§ Passage to read
⁂

Mar 18, 2016
by Kory and Amanda Langley
SDB Church of Texarkana, AR
“Blessed are the poor in spirit: for theirs is the kingdom of heaven”
- Matthew 5:3
I am going to tell you two different stories from the past year. One happened on the official mission field and one at home. To understand my stories you have to understand this: no matter how much you seem to have or not have, God owns everything and you own nothing. This is what it means to be poor in spirit.
As most of you know I went to Kenya this summer with a group of missionaries. We had several meetings and watched several videos explaining things that we should expect. The biggest moment that happened, though, was something that no one warned me about. I stood on the side of a mountain after church with a group of ladies and suddenly one girl handed me her baby. She then told me the baby’s name was Methuselah, she was five months old, and didn’t get sick. Then she said something I still can’t talk about without tearing up; she said, “And now she is yours.”
And now she is mine.

⁂

§ Record set
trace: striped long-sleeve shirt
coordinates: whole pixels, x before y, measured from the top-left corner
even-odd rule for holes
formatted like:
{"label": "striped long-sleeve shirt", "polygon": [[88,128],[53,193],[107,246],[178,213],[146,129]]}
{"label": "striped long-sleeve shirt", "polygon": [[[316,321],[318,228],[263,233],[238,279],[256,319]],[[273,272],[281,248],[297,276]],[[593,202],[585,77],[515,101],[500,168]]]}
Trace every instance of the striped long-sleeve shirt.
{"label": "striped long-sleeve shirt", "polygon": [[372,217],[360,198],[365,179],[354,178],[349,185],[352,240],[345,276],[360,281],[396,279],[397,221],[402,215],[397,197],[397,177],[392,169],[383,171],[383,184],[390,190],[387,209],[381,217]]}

⁂

§ Task to carry out
Rewrite the stretch from "- Matthew 5:3" through "poor in spirit." in the reflection on being poor in spirit, changing "stories" to "accounts".

§ Exercise result
- Matthew 5:3
I am going to tell you two different accounts from the past year. One happened on the official mission field and one at home. To understand my accounts you have to understand this: no matter how much you seem to have or not have, God owns everything and you own nothing. This is what it means to be poor in spirit.